━━━━━ INPUT FOR THIS TASK ━━━━━

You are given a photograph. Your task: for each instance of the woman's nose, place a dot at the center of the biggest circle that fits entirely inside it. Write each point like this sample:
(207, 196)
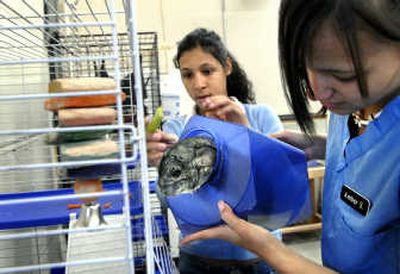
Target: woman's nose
(199, 81)
(322, 87)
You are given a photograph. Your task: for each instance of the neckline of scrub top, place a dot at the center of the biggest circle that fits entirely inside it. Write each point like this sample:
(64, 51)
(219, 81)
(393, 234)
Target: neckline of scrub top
(375, 131)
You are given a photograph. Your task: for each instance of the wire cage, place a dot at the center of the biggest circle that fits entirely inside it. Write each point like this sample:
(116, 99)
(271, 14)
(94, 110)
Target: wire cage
(93, 46)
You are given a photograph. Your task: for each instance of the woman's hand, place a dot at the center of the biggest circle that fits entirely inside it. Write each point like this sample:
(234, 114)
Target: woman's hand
(314, 146)
(157, 143)
(224, 108)
(259, 241)
(236, 231)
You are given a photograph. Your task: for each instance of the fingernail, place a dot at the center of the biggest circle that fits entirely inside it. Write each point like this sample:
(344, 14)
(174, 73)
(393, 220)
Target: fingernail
(221, 205)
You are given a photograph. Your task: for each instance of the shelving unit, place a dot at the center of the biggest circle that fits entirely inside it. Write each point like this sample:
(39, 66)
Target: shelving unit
(46, 40)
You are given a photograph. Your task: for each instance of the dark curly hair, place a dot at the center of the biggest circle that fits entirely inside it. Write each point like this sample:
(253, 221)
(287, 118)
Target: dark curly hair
(238, 85)
(298, 22)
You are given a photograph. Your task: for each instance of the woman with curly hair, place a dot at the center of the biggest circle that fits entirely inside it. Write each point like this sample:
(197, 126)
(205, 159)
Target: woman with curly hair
(220, 89)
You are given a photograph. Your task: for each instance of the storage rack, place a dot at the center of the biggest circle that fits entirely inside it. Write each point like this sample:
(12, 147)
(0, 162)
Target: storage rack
(35, 231)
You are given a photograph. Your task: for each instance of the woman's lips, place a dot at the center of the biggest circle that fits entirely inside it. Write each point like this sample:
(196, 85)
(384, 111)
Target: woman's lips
(202, 99)
(330, 105)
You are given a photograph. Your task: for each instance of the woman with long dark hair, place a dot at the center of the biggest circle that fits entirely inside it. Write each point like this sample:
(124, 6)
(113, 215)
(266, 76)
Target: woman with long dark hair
(346, 55)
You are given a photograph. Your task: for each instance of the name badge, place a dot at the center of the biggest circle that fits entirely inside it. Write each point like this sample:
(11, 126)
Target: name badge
(354, 199)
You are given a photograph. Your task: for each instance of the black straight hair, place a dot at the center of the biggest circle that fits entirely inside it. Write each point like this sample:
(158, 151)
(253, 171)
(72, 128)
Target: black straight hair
(298, 22)
(238, 84)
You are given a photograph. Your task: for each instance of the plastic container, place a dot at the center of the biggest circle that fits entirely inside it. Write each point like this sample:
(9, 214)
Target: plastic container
(256, 175)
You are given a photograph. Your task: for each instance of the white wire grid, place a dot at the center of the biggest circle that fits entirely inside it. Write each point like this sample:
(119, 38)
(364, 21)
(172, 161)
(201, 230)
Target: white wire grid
(32, 52)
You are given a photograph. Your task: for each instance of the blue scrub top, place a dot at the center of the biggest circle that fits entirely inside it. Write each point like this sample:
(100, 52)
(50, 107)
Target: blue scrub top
(368, 165)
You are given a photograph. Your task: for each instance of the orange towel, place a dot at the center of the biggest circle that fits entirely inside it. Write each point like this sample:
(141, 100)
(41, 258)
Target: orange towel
(55, 104)
(81, 84)
(86, 116)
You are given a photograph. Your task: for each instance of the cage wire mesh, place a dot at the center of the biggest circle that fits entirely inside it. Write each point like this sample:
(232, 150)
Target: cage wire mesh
(42, 41)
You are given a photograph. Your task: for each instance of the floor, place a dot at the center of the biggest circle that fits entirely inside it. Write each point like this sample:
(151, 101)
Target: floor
(307, 244)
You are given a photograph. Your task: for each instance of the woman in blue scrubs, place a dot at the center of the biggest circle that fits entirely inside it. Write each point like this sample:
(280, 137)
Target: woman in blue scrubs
(346, 55)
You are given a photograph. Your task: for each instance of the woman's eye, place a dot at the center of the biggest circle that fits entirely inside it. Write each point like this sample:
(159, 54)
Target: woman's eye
(345, 78)
(186, 75)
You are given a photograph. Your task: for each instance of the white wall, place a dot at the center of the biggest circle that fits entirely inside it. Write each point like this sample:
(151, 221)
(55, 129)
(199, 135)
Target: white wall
(251, 35)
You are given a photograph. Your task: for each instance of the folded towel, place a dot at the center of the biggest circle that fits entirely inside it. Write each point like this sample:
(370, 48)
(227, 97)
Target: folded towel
(55, 104)
(81, 84)
(89, 150)
(76, 136)
(86, 116)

━━━━━

# EXERCISE INSTRUCTIONS
Can you write out all of the material above again, substituting "largest" for every "biggest" and leaving everything else unchanged, with the pictures omitted?

# RESPONSE TO THIS TASK
You are given a photograph. Your task: for each instance of the woman's nose, place a dot at the center of the largest circle that fits entirely inside it. Write each point like this sample:
(207, 196)
Target: woman's nose
(199, 81)
(322, 87)
You are given a photograph. Your task: for each instance of the neckline of scrub top, place a dot at the center of the largest circle that fits entirely inside it. Write each point like this sample:
(64, 51)
(219, 81)
(393, 234)
Target: neckline of scrub top
(375, 131)
You are given a photograph. Your task: for each instance of the wire cage, place a dot at the center of the largest circle that fits entirely inside it. Write each point like this sample:
(116, 99)
(271, 14)
(94, 110)
Target: wire cage
(93, 46)
You are given a photograph. Your task: for each instance of the woman's hand, place a dot at the center of the largest circle that fits entirely inside it. Write each point like this sample:
(234, 114)
Target: woman's hand
(314, 146)
(157, 143)
(224, 108)
(259, 241)
(236, 231)
You are given a photograph. Your task: for each instance of the fingernail, place a dot at the center of the largest circle that fits entirely inside it. Write each point like this sample:
(344, 14)
(174, 73)
(393, 220)
Target: fingernail
(221, 205)
You are given a photograph. Your task: for each instance of the shelving unit, place a dot at the center of the largest circle that fits entirely inside it. Write each point like this sample:
(39, 66)
Target: shelving unit
(46, 40)
You are given a photograph. Your task: for each instance of the dark curly hair, place a dot at the center of the largest circle that fits entirely inside it. Write each point like this sample:
(253, 221)
(287, 118)
Target: dark curly hair
(238, 85)
(298, 22)
You are given a photograph. Your task: for each instance of the woman with curly hair, place a dot at the center of the largest circle that fits entirely inside it. Write each point like this sample:
(197, 126)
(205, 159)
Target: woman with curly hair
(220, 89)
You are given a photograph. Your task: for each instance of the storage rack, place a dot at the center of the largest circle that fits entirely inside it. Write each point like this sample:
(12, 147)
(0, 162)
Target: storage rack
(35, 231)
You are given a photograph. Your task: for each instance of the woman's lips, place a dot at the center of the largest circle that fits entirely inside it. Write each point like this sample:
(196, 85)
(384, 111)
Target: woman's lips
(202, 99)
(330, 105)
You are given a photograph. Your task: for each instance of the woman with long dark hair, place a dot at the center of the largest circle that fits entirely inside it. Write each point like this sample:
(124, 6)
(113, 215)
(266, 76)
Target: woman with long dark hair
(346, 55)
You are given a photograph. Your task: for each instance of the name badge, place a dot at the center of the largest circle that fits entirely inside it. Write each point like this sample:
(11, 126)
Target: name badge
(354, 199)
You are given a photograph. Your task: for each instance of the black straight hair, place a dot at the center of the largest circle that fits entirely inside it. Write each point like this sample:
(158, 151)
(253, 171)
(72, 128)
Target: black straight hair
(298, 22)
(238, 84)
You are given a photograph. Your task: for each instance of the plastic container, place a dot at the center of the largest circle that fits entirely inside it. Write each point like this sample:
(9, 214)
Target: plastic container
(256, 175)
You are given a photograph. Your task: for each instance of the white wire grid, place a dot at the center of the largest circle that fits entirely inside it. Write each point like this sample:
(119, 38)
(364, 21)
(172, 161)
(201, 230)
Target: white wire grid
(32, 52)
You are given a photograph. Your task: for each instance of the blue scrub top, place a dot at the center of the largest circle that fits entirely inside it. Write each point like this sample:
(100, 52)
(50, 107)
Target: blue scrub top
(368, 165)
You are given a photograph. Your task: for each instance of the orange towel, place a dot at the center of the largest circle that fits entirely inside it. Write each point like this sample:
(141, 100)
(41, 258)
Target: orange towel
(55, 104)
(81, 84)
(86, 116)
You are given a photograph. Your task: for each instance of the cage wire mesh, place a dot at the center of the largest circle that fits entirely inside it. Write each point like this sample:
(232, 150)
Target: cage wire mesh
(42, 41)
You are given a photograph. Your task: for each instance of the floor, place a dot at the center of the largest circle that fits entirely inside it. Write each point like this sample:
(151, 101)
Target: floor
(307, 244)
You are given a photograph. Your task: for each instance of the woman in blue scrubs, place a dot at the center of the largest circle that fits entirely inside it. Write each point like this sample:
(280, 137)
Target: woman in blue scrubs
(346, 55)
You are given a photograph. Your task: for each instance of the woman's eye, place a dot at the center of the largest circle that fits entirely inside it. Write each point like this sample:
(159, 54)
Target: woman's eye
(345, 78)
(186, 75)
You are given a photograph. Your task: for each instance of the white wall, place a dot at the center of the largest circle that fits entirely inside it. Write each point like this sample:
(151, 221)
(55, 129)
(199, 135)
Target: white wall
(251, 35)
You are given a photograph. Your task: for each instance of the folded towel, place a dot at the center of the largest circle that fits entirely inside it. Write each point like this sample:
(370, 48)
(227, 97)
Target: folded towel
(55, 104)
(81, 84)
(89, 150)
(76, 136)
(86, 116)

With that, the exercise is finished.